══ DATA ══

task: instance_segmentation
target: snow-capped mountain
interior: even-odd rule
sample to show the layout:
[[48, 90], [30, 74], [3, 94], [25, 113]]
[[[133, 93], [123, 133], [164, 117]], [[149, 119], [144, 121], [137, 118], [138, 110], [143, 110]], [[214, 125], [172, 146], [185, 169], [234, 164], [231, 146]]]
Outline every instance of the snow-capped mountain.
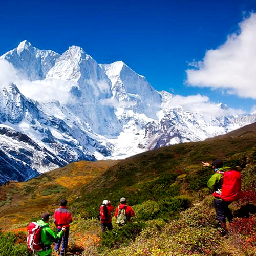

═══

> [AIM OF THE EXERCISE]: Rewrite the items above with every "snow-capped mountain" changed to "rocky peak" and everything else left as it is. Leave the pictures out of your answer.

> [COMPLETED TASK]:
task: instance_segmentation
target: rocky peak
interior: even-odd rule
sample to show the layout:
[[48, 90], [30, 74], [3, 94], [25, 113]]
[[[133, 93], [123, 133], [164, 117]], [[149, 119], [144, 121], [137, 118], [138, 110], [143, 110]], [[214, 125], [172, 146], [185, 169], [234, 164], [231, 146]]]
Outline every instance of the rocky peak.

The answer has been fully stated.